======== Article

Partner fees and ongoing placement agent fees of the Partnership are recorded on an accrual basis, as applicable. The Partnership records its investment in SECOR Master Fund at fair value on the basis of the net asset value of such investments.

The General Partner believes that, based on the nature of the operations of the Partnership, no assumptions relating to the application of critical accounting policies other than those presently used could reasonably affect reported amounts.

During the Partnership’s third quarter of 2017, the net asset value per Unit decreased 3.7% from $17.18 to $16.54, as compared to an increase of 0.3% during the third quarter of 2016. The Partnership experienced a net trading loss before fees and expenses in the third quarter of 2017 of $1,304,837. Losses were primarily attributable to the Partnership’s/SECOR Master Fund’s trading of Futures Interests in the commodity, equity, currencies, and interest rate sectors. Partnership experienced a net trading gain before fees and expenses in the third quarter of 2016 of $1,318,135. Gains were primarily attributable to the Partnership’s/SECOR Master Fund’s trading of Futures Interests in the equity sector and were partially offset by losses in the commodities, currencies and interest rates sectors.

The most significant losses were incurred within the agricultural sector, primarily during July, from short positions in soybean futures as drought conditions in portions of the Midwest threatened crops, pushing prices higher. Further losses were experienced from short futures positions in coffee as prices rallied amid reports of poor crop qualities in Brazil and West Africa. Within the currency sector, losses were incurred during September from long positions in the Australian dollar versus the U.S. dollar as the relative value of the U.S. dollar moved higher as signals indicated the U.S. economy continued to outpace its global peers. Within the energy sector, losses were incurred during July and September from short positions in crude oil futures as prices moved higher as industry reports indicated global supplies were tighter than previously estimated while demand exceeded analysts’ predictions. Within the metals sector, losses were incurred during July and September from long positions in copper futures as prices declined sharply amid reports of growing supplies and weakening global demand. Within the global interest rate sector, losses were incurred during September from long positions in U.S. and European fixed income futures as the global bond market experienced a sell-off after hawkish comments from the European Central Bank and Bank of England, as well as confirmation from the U.S. Federal Reserve that it remains committed to unwinding its quantitative easing program. The Partnership’s losses for the quarter were partially offset by gains experienced within the global stock index sector, primarily during July, from long Pacific Rim index futures positions as prices advanced amid growing confidence in the strength of the global economy.

================

Task set:
1: In the partnership report, copy the passage that begins at the words "Partner fees and" and ends after the words "affect reported amounts.".
2: In the partnership report's paragraph that begins "The most significant losses," which sectors are named as ones where losses were incurred?
3: According to the partnership report, how did the net asset value per Unit change during the third quarter of 2017?
Rely only on the partnership report for your answers.

======== Record set

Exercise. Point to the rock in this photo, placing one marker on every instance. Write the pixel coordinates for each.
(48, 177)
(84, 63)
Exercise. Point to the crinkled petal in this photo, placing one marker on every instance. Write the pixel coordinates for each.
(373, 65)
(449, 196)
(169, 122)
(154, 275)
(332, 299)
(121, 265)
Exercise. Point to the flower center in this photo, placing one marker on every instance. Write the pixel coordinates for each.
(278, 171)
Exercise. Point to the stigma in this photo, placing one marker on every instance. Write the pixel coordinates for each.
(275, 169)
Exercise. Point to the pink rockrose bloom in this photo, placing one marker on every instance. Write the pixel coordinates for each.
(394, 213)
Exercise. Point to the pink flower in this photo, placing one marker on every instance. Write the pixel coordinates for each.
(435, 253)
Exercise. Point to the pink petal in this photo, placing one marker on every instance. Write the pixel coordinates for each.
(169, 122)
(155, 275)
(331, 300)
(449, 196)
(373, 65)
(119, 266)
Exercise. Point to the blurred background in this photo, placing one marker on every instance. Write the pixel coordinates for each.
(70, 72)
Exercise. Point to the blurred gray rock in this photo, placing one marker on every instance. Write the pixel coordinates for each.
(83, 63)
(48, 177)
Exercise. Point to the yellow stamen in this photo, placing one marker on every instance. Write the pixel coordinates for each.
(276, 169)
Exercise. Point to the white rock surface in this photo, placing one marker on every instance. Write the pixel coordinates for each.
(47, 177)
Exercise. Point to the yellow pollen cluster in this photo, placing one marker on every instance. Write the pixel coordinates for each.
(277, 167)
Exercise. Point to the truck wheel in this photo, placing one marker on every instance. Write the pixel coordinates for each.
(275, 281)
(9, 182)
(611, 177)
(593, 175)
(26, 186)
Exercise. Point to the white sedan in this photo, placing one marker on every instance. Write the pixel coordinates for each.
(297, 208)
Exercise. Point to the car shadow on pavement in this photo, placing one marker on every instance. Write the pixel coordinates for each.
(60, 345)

================

The responses:
1:
Partner fees and ongoing placement agent fees of the Partnership are recorded on an accrual basis, as applicable. The Partnership records its investment in SECOR Master Fund at fair value on the basis of the net asset value of such investments.

The General Partner believes that, based on the nature of the operations of the Partnership, no assumptions relating to the application of critical accounting policies other than those presently used could reasonably affect reported amounts.

2:
- Agricultural
- Currency
- Energy
- Metals
- Global interest rate

3: It decreased 3.7%, from $17.18 to $16.54.